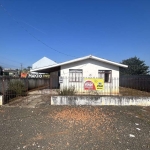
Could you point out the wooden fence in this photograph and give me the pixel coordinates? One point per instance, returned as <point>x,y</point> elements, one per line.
<point>139,82</point>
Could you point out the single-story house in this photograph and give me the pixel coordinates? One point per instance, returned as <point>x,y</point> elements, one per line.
<point>89,73</point>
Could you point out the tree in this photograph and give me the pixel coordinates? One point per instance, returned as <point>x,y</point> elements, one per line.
<point>135,67</point>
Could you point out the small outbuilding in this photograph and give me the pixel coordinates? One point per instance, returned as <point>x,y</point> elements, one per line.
<point>85,74</point>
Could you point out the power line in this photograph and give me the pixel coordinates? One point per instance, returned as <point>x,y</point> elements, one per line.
<point>11,60</point>
<point>33,35</point>
<point>9,65</point>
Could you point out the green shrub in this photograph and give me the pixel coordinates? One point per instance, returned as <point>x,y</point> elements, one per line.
<point>18,87</point>
<point>67,91</point>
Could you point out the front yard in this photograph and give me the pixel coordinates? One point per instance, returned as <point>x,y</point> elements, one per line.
<point>75,128</point>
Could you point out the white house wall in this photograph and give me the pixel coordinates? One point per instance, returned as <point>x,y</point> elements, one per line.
<point>90,69</point>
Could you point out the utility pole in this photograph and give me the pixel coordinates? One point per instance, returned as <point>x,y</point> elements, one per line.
<point>21,66</point>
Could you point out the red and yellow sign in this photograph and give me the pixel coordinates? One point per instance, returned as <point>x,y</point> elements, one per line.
<point>93,84</point>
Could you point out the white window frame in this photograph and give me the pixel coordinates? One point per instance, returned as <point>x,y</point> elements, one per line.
<point>106,75</point>
<point>75,75</point>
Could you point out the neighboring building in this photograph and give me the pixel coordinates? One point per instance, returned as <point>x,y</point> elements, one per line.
<point>11,72</point>
<point>86,74</point>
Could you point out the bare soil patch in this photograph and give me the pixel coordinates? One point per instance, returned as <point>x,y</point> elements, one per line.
<point>132,92</point>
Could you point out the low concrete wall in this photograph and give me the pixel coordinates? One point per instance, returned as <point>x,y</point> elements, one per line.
<point>97,100</point>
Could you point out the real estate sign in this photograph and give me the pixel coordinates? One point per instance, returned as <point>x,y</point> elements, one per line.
<point>93,84</point>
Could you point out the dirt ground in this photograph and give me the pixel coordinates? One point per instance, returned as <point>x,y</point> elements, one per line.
<point>75,128</point>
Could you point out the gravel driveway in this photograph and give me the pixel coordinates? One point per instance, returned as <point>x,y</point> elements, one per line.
<point>75,128</point>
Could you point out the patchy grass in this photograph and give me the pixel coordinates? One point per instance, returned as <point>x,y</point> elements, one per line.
<point>132,92</point>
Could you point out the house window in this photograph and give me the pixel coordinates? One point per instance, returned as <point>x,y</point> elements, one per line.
<point>75,75</point>
<point>105,74</point>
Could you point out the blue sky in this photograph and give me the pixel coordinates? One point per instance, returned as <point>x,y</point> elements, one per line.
<point>65,29</point>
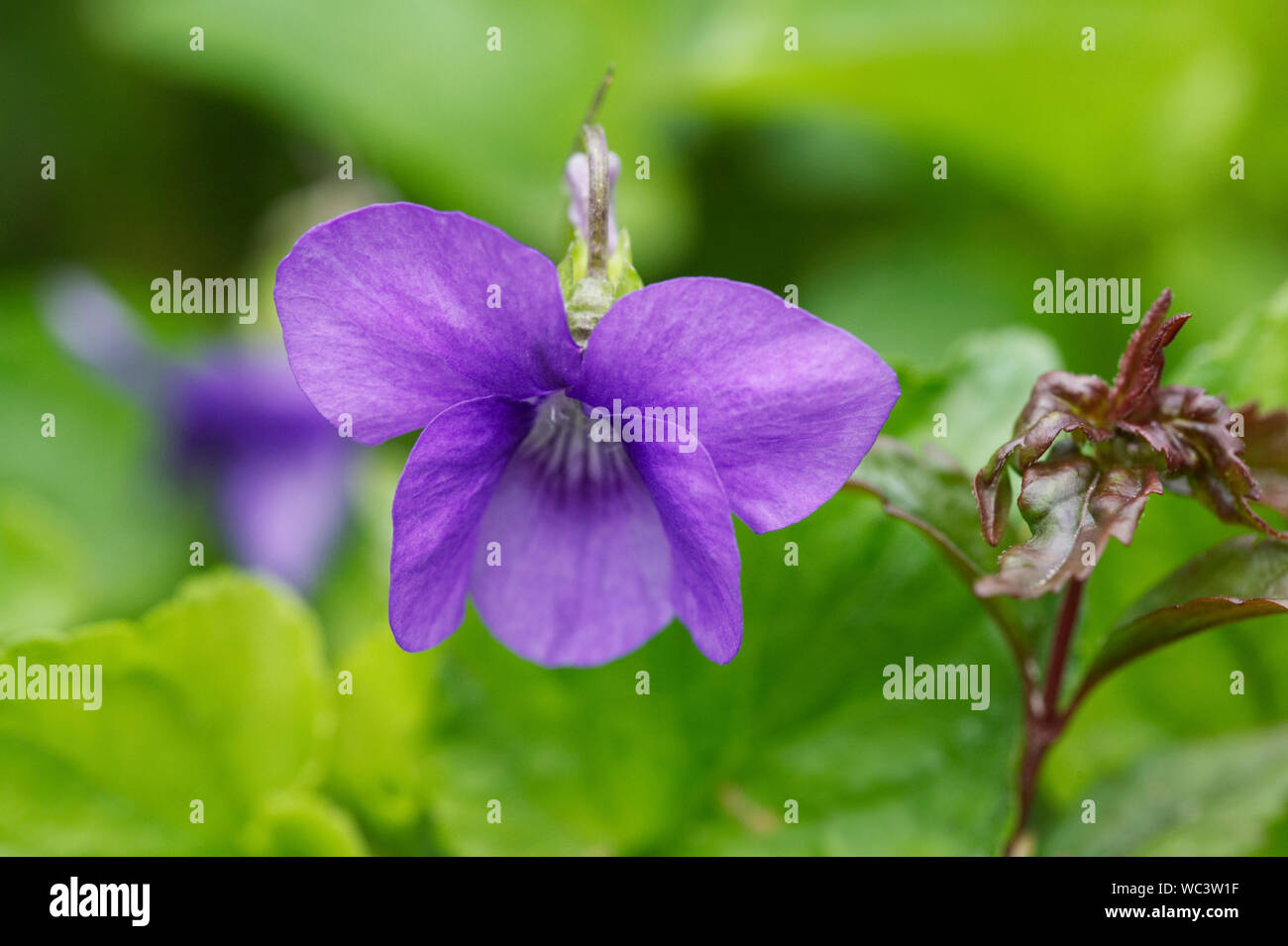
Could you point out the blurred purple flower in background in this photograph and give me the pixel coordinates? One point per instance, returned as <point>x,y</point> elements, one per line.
<point>575,551</point>
<point>235,420</point>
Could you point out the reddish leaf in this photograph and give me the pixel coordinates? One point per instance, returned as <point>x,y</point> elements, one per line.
<point>1243,578</point>
<point>1141,366</point>
<point>1073,507</point>
<point>1265,451</point>
<point>1060,403</point>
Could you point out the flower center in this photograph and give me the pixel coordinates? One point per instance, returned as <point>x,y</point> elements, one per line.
<point>559,447</point>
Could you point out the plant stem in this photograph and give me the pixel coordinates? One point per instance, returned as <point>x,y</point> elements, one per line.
<point>1064,628</point>
<point>596,210</point>
<point>1043,722</point>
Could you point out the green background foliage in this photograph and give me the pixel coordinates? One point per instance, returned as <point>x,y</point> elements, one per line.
<point>807,167</point>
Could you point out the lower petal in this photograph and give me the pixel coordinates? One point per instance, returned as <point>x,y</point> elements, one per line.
<point>442,494</point>
<point>698,524</point>
<point>572,563</point>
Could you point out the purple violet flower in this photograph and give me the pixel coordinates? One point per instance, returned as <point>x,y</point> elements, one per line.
<point>236,420</point>
<point>575,549</point>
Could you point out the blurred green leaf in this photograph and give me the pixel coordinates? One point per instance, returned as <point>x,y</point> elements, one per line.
<point>94,489</point>
<point>1247,361</point>
<point>377,764</point>
<point>217,695</point>
<point>581,764</point>
<point>1243,578</point>
<point>1215,796</point>
<point>967,404</point>
<point>42,567</point>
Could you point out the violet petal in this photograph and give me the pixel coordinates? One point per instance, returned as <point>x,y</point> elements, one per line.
<point>580,569</point>
<point>386,318</point>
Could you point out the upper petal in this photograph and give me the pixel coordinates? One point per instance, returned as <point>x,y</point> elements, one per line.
<point>787,404</point>
<point>572,566</point>
<point>439,502</point>
<point>395,312</point>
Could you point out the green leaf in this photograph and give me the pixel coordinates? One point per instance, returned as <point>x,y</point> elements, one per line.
<point>1216,796</point>
<point>42,567</point>
<point>966,403</point>
<point>1245,362</point>
<point>932,494</point>
<point>377,762</point>
<point>217,695</point>
<point>1245,577</point>
<point>580,762</point>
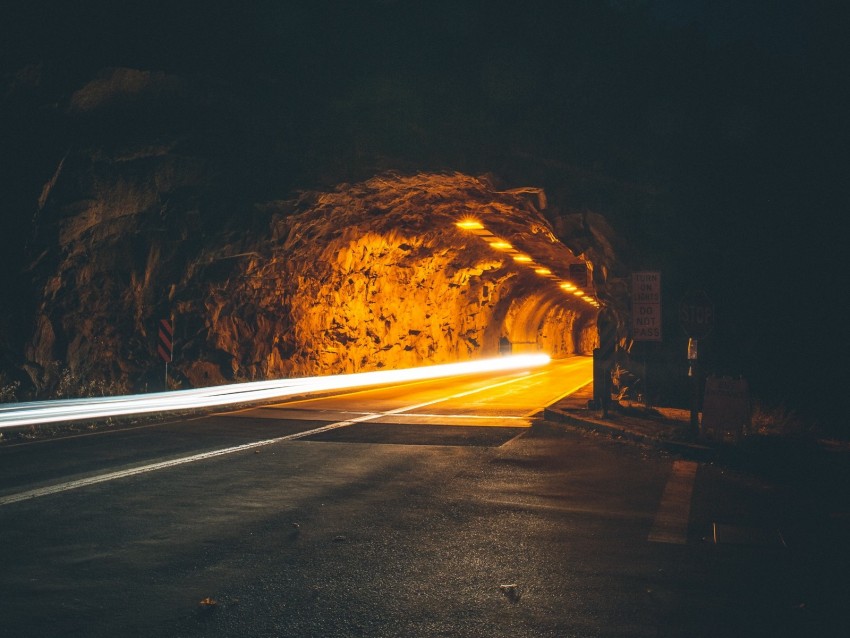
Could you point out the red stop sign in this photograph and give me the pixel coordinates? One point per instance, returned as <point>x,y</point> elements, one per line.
<point>696,313</point>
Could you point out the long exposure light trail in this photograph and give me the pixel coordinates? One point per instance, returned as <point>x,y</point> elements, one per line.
<point>42,412</point>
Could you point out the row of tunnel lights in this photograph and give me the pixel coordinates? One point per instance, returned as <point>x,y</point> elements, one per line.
<point>500,244</point>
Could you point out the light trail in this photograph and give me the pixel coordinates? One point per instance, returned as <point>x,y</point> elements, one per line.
<point>42,412</point>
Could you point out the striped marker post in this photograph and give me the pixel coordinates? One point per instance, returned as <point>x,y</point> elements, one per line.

########################################

To do: Please return, unchanged, the lines of the material from the line with "Could you point out the tree" to the line with "<point>135,67</point>", including both of those lines.

Solution to this problem:
Could you point out the tree in this photograph and give me the pixel coordinates? One point per instance, returned as <point>x,y</point> elements, one per line.
<point>135,67</point>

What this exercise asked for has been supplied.